Aim of the task | Set down each line of the material that follows exactly, and leave its pictures out.

Supplied information |
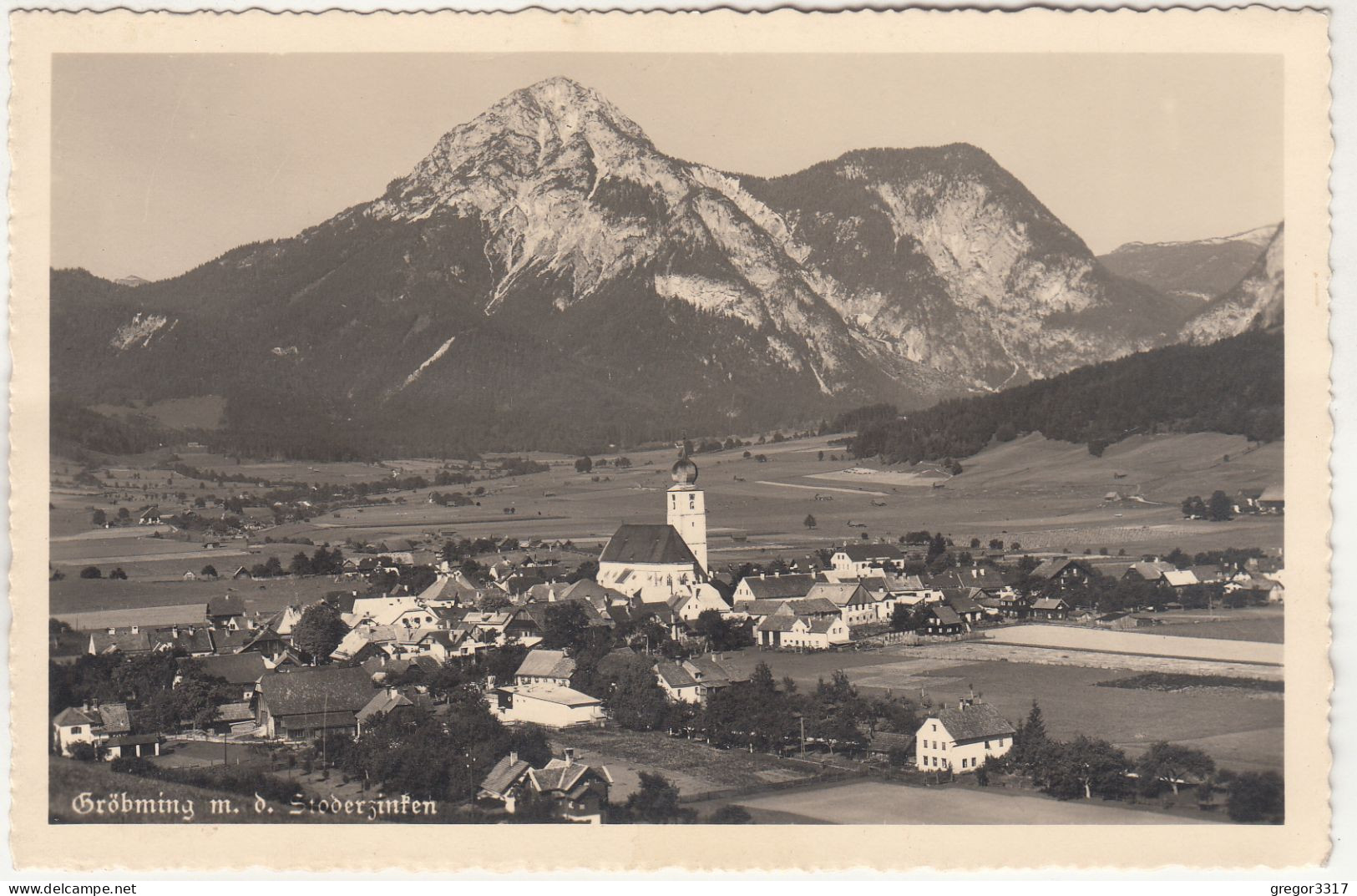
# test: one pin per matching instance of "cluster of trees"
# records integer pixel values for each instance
(76, 429)
(94, 572)
(859, 417)
(770, 716)
(144, 681)
(323, 562)
(319, 631)
(1216, 508)
(1233, 386)
(441, 757)
(1087, 767)
(1111, 595)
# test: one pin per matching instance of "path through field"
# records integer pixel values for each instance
(1070, 638)
(879, 802)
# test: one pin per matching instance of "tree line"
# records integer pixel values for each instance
(1233, 386)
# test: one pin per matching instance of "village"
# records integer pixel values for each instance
(542, 681)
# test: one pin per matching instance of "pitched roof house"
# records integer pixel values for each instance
(962, 739)
(306, 702)
(579, 792)
(774, 587)
(91, 725)
(544, 667)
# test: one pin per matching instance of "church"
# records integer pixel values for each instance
(662, 561)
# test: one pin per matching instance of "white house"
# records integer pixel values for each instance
(691, 681)
(408, 613)
(787, 630)
(962, 739)
(544, 667)
(857, 605)
(696, 602)
(863, 559)
(91, 725)
(547, 705)
(762, 587)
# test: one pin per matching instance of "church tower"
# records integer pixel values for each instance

Finished exercise |
# test: one pin per matching instance of "cluster of trees"
# records integer pixel values for each instance
(76, 429)
(94, 572)
(859, 417)
(770, 716)
(144, 681)
(323, 562)
(319, 631)
(1216, 508)
(1233, 386)
(441, 757)
(1087, 767)
(1111, 595)
# test: one pin per matching instance of "path through field"
# records integer pixel values for each instance
(1070, 638)
(879, 802)
# test: one pin per matching instance of "tree line"
# records integer pixel values for each instance
(1233, 386)
# test: one pin per matching instance of "village"
# records integer pixel values for each instance
(542, 681)
# test: one pin per matching instance of "pitched roof house"
# records integer pixel values for each instance
(962, 739)
(306, 702)
(579, 792)
(774, 587)
(91, 725)
(544, 667)
# test: one pin per matching instance of "church"
# records integer pixel values for each instance
(662, 561)
# test: one pin per matching instance of "white house"
# records integer pixel values for each instance
(691, 681)
(408, 613)
(787, 630)
(962, 739)
(544, 667)
(857, 605)
(696, 602)
(863, 559)
(91, 725)
(547, 705)
(762, 587)
# test: one pin per matching instance of "church tower"
# records integer pixel values for each instance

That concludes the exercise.